Asking about a patient's faith is a somewhat regular occurrence for Dr. Rita Hancock.
Hancock, a pain management specialist in Norman, recently published “Radical Well-being: A biblical guide to overcoming pain, illness, and addictions.”
The book focuses on how a person's spiritual life, their emotions and their physical well being are connected.
Hancock answered questions about her approach to helping people relieve chronic pain and illness.
What prompted you to start asking people about things outside the physical diagnosis?
Hancock said she regularly sees people who have ailments that can't be explained.
For example, a patient might come in with irritable bowel syndrome and have been told by multiple doctors that they can't find a reason for their syndrome. All their tests will show up negative, and there won't be a clear-cut medical diagnosis for what's wrong.
“So what I've started doing in the last few years is really confronting them to try to find out if there's a stressor that could be contributing in some way,” Hancock said.
Hancock said she expected most people to resist her questions about faith and emotional health. She doesn't ask every patient, but for the ones she has asked have been receptive.
“They were just waiting for somebody to ask them about what was going on in their lives that was causing stress,” she said.
What symptoms to find in people who might be suffering pain related to their past traumas?
Before bringing up faith, Hancock uses every medical test available to rule out a physical problem. But if someone has a persistent problem, she might delve into their emotional and spiritual health, as well, she said.
“I think we should still rely on those primarily,” she said. “I'm a doctor primarily. It's just that sometimes science doesn't give us all the answers.”

******

Instructions:
A – In the Hancock article, can you rewrite the passage from "Asking about a" to "can't be explained." with "chronic pain" replaced by "long-term pain"?
B – What is Dr. Rita Hancock's medical specialty, according to the Hancock article?
C – Why did Hancock start asking patients about matters outside the physical diagnosis, according to the Hancock article? Answer in one to three sentences.

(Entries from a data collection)
******

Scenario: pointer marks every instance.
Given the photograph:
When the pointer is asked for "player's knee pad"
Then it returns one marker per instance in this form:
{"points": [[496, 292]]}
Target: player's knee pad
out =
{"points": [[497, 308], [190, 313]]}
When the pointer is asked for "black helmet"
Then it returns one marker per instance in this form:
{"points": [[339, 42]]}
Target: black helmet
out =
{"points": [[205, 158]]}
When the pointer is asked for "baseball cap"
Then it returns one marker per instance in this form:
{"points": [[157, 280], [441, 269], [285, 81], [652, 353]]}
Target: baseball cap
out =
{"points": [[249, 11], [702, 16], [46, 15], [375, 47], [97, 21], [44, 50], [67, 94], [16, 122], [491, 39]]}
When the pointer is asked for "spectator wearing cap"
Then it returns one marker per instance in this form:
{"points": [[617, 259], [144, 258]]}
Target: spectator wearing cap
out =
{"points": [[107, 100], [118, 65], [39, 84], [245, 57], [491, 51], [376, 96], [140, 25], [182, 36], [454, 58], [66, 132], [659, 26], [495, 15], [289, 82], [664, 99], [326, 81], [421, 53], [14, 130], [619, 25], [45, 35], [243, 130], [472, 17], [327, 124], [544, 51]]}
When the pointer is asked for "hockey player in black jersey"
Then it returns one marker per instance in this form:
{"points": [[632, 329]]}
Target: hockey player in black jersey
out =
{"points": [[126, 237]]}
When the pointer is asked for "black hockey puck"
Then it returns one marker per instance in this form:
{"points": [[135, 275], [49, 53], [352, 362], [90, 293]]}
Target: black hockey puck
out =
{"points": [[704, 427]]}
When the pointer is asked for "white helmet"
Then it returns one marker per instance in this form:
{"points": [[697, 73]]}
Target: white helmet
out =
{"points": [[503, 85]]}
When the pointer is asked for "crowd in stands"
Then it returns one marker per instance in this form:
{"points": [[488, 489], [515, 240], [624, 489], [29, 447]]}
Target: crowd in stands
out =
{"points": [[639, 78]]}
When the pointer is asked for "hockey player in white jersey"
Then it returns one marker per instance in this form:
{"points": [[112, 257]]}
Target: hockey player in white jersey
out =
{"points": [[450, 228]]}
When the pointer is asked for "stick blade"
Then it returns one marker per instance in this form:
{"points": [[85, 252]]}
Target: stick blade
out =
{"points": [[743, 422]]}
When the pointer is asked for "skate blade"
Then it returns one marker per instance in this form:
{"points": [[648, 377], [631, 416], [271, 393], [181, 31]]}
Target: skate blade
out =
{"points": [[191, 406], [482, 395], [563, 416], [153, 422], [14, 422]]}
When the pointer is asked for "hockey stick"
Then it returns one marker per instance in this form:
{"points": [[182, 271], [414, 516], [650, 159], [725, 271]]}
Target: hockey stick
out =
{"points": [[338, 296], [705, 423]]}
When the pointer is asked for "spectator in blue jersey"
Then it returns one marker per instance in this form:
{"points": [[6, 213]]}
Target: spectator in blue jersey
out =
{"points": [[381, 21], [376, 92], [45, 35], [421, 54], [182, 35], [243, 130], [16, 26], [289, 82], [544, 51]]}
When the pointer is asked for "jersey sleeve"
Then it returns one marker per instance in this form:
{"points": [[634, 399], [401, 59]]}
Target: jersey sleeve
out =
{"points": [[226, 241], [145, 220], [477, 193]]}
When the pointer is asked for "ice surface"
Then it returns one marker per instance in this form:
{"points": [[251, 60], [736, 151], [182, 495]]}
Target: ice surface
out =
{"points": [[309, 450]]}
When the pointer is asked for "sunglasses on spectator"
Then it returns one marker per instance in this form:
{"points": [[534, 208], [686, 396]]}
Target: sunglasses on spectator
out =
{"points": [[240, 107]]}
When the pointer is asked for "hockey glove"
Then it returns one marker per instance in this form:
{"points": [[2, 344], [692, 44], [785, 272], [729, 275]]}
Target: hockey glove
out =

******

Written responses:
A –
Asking about a patient's faith is a somewhat regular occurrence for Dr. Rita Hancock.
Hancock, a pain management specialist in Norman, recently published “Radical Well-being: A biblical guide to overcoming pain, illness, and addictions.”
The book focuses on how a person's spiritual life, their emotions and their physical well being are connected.
Hancock answered questions about her approach to helping people relieve long-term pain and illness.
What prompted you to start asking people about things outside the physical diagnosis?
Hancock said she regularly sees people who have ailments that can't be explained.

B – She is a pain management specialist.

C – She regularly sees patients with ailments that can't be explained. One example is irritable bowel syndrome, where multiple doctors find no reason, tests come back negative and there is no clear-cut diagnosis. So she began confronting patients to find out whether a stressor could be contributing.